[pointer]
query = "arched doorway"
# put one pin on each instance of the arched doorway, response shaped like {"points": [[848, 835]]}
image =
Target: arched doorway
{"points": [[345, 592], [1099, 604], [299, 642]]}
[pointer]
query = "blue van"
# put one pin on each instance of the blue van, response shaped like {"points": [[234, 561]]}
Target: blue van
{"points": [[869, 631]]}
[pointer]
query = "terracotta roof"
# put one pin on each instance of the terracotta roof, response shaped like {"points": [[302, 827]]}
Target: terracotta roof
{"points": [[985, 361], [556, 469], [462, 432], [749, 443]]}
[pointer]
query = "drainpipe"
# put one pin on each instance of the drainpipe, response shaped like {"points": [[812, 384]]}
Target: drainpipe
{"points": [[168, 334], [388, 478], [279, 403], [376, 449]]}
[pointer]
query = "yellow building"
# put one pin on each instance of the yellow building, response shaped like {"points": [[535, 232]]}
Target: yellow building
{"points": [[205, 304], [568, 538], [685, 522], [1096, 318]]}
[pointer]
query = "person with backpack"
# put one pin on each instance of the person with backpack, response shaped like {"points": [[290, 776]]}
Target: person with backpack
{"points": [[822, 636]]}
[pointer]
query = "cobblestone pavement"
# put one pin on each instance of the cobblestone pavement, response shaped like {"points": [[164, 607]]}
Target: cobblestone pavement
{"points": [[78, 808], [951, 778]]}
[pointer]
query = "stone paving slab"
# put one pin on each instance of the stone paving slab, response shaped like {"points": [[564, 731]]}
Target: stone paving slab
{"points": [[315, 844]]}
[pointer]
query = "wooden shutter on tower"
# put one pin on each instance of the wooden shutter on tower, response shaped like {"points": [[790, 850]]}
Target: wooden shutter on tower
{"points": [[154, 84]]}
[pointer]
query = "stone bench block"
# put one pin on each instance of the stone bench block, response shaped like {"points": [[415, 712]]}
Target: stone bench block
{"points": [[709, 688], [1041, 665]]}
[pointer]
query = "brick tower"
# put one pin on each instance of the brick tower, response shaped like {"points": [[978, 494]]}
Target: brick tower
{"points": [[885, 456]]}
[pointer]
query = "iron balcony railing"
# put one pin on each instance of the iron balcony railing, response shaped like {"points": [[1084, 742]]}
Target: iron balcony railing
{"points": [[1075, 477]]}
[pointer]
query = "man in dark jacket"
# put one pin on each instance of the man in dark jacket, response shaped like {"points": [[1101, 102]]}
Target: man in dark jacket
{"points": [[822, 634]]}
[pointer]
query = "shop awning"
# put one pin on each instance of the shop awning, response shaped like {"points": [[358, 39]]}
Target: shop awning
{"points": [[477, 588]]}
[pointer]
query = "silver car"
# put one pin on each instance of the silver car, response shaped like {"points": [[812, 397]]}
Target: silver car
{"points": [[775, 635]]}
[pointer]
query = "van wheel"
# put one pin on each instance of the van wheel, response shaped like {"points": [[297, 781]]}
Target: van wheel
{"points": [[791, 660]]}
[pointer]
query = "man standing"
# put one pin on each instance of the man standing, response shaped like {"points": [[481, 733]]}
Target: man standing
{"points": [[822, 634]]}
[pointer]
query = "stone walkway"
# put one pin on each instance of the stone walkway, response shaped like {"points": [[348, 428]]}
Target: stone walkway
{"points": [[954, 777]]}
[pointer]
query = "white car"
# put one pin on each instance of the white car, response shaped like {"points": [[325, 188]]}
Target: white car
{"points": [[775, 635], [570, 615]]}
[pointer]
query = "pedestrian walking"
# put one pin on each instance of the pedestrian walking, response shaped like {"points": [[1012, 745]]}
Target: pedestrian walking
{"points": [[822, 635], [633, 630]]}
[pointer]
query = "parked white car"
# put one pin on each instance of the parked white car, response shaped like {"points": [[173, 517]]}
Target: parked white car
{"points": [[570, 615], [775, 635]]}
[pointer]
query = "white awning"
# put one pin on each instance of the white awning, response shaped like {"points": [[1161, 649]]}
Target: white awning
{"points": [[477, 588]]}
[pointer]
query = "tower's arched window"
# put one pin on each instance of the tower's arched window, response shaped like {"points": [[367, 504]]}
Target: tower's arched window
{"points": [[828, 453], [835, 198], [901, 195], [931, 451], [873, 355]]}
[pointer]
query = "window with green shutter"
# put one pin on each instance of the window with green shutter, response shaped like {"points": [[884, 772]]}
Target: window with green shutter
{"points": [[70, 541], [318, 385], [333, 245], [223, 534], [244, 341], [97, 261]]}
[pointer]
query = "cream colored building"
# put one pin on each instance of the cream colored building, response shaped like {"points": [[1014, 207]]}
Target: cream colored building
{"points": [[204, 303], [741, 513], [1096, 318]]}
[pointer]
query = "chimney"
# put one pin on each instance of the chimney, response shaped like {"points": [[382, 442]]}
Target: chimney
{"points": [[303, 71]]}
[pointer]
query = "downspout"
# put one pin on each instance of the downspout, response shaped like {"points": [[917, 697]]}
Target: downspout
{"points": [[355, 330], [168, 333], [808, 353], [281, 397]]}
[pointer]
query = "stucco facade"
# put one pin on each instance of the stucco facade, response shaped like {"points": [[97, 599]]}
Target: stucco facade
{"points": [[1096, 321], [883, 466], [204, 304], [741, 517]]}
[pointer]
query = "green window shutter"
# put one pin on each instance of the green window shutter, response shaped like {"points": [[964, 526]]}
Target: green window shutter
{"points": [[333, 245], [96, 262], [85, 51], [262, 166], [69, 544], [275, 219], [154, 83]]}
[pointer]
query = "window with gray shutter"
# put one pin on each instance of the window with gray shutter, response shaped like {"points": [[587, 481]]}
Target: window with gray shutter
---*---
The task
Each line of the data is to be restated exactly.

Problem solution
[pointer]
query = "arched doorway"
# put one pin on each instance of the arched doorway, response shaped like {"points": [[848, 835]]}
image =
Target: arched doorway
{"points": [[345, 592], [1099, 604], [299, 642]]}
[pointer]
query = "blue van"
# put one pin on each instance of the blue van, response shaped like {"points": [[234, 561]]}
Target: blue van
{"points": [[869, 631]]}
[pointer]
query = "terracotta roof"
# put one pin on each instance of the terracotta roof, response shaped like {"points": [[302, 827]]}
Target: terracotta roof
{"points": [[985, 361], [556, 469], [462, 432], [749, 443]]}
[pointer]
query = "drainpipe"
# put one pin on each instance of the drainpipe, response shaped like {"points": [[812, 384]]}
Target: drainpipe
{"points": [[168, 334], [388, 478], [279, 403], [376, 449]]}
[pointer]
query = "yellow building"
# put one pin on each instance of the yellow building, response shaped like {"points": [[535, 232]]}
Target: yellow building
{"points": [[205, 304], [568, 538], [685, 522], [1096, 318]]}
[pointer]
query = "person with backpack"
# put one pin on each instance of the person with backpack, response shaped like {"points": [[290, 776]]}
Target: person with backpack
{"points": [[822, 636]]}
[pointer]
query = "cobblestone pavement"
# put one pin on each instance of the cobblestone pavement, response shaped like {"points": [[164, 607]]}
Target: cobblestone pavement
{"points": [[78, 808], [951, 778]]}
[pointer]
query = "stone paving slab"
# put one pin on each instance of the stone paving slab, response shaped like {"points": [[564, 731]]}
Target: stone paving slab
{"points": [[315, 844]]}
[pointer]
query = "wooden shutter on tower"
# put one pin on each instance of the wooden shutter on tower, response shaped like {"points": [[790, 850]]}
Target: wooden shutter on tower
{"points": [[154, 84]]}
[pointer]
query = "stone bench block"
# put one pin on each instance of the stone bench block, response shaped like {"points": [[415, 712]]}
Target: stone bench block
{"points": [[709, 688], [1041, 665]]}
[pointer]
query = "brick tower"
# put one pin on each instance of the brick tower, response shaped like {"points": [[978, 494]]}
Target: brick tower
{"points": [[885, 456]]}
[pointer]
query = "iron balcony railing"
# put one pin on each instance of the iron balcony railing, response shaped like {"points": [[1084, 742]]}
Target: iron balcony railing
{"points": [[1075, 477]]}
[pointer]
query = "man in dark jacket"
# put one pin on each instance of the man in dark jacket, response shaped like {"points": [[1101, 102]]}
Target: man in dark jacket
{"points": [[822, 634]]}
[pointer]
query = "shop awning"
# put one pin on each instance of the shop awning, response shaped like {"points": [[358, 39]]}
Target: shop awning
{"points": [[477, 588]]}
[pointer]
query = "silver car"
# put one pin on each instance of the silver car, response shaped like {"points": [[812, 397]]}
Target: silver car
{"points": [[775, 635]]}
[pointer]
query = "van wheel"
# put one pin on each instance of the van wheel, response shaped like {"points": [[297, 781]]}
Target: van wheel
{"points": [[791, 660]]}
[pointer]
query = "man standing"
# put one pin on each instance of the man standing, response shaped like {"points": [[481, 733]]}
Target: man standing
{"points": [[822, 634]]}
[pointer]
query = "stone walkway"
# put one pin on each instance of the stone walkway, response shaped like {"points": [[348, 428]]}
Target: stone walkway
{"points": [[954, 777]]}
[pointer]
query = "white car"
# put one pin on each instance of the white car, response shaped like {"points": [[325, 188]]}
Target: white car
{"points": [[775, 635], [570, 615]]}
[pointer]
query = "pedestrian walking"
# put one pin on each instance of the pedestrian walking, response shaped like {"points": [[1012, 745]]}
Target: pedestrian walking
{"points": [[822, 635], [633, 630]]}
[pointer]
query = "parked white car"
# put one pin on each instance of the parked white car, response shaped like {"points": [[173, 517]]}
Target: parked white car
{"points": [[570, 615], [775, 635]]}
[pointer]
query = "white awning"
# put one pin on each instance of the white awning, response shaped like {"points": [[1161, 649]]}
Target: white awning
{"points": [[477, 588]]}
[pointer]
query = "tower's arched window"
# put one pin on each instance of the tower's arched window, response shaped like {"points": [[367, 504]]}
Target: tower's arched window
{"points": [[828, 453], [835, 198], [901, 195], [931, 451], [873, 355]]}
[pointer]
query = "window with green shutter"
# put one pin on each instance of the window with green shutter, response shaped like {"points": [[884, 772]]}
Target: window with green shutter
{"points": [[70, 541], [318, 385], [333, 245], [223, 534], [244, 341], [97, 261]]}
[pointer]
query = "cream colored building"
# put one pin on each instance of the cream colored building, response shaped like {"points": [[1014, 207]]}
Target: cream colored building
{"points": [[204, 303], [741, 513], [1096, 318]]}
[pointer]
query = "chimney"
# put one pin on each instance of the chimney, response shaped like {"points": [[382, 442]]}
Target: chimney
{"points": [[303, 71]]}
[pointer]
query = "downspout"
# put one pin on each instance of the downspout, response shaped like {"points": [[917, 697]]}
Target: downspout
{"points": [[355, 330], [168, 333], [808, 353], [281, 397]]}
[pointer]
query = "stucco facade"
# put one pin on each instance of the stucco facade, response shaped like {"points": [[97, 599]]}
Target: stucco facade
{"points": [[1096, 321], [883, 466], [204, 304], [741, 517]]}
[pointer]
query = "green window shutter"
# put one pin on each instance of the green window shutter, response shaped like {"points": [[964, 526]]}
Target: green window shutter
{"points": [[333, 245], [96, 262], [85, 51], [262, 166], [69, 544], [275, 219], [154, 83]]}
[pointer]
query = "window with gray shutter"
# put one pin on each instance of the window with gray shutter, response shaped like {"points": [[587, 481]]}
Target: window with gray shutter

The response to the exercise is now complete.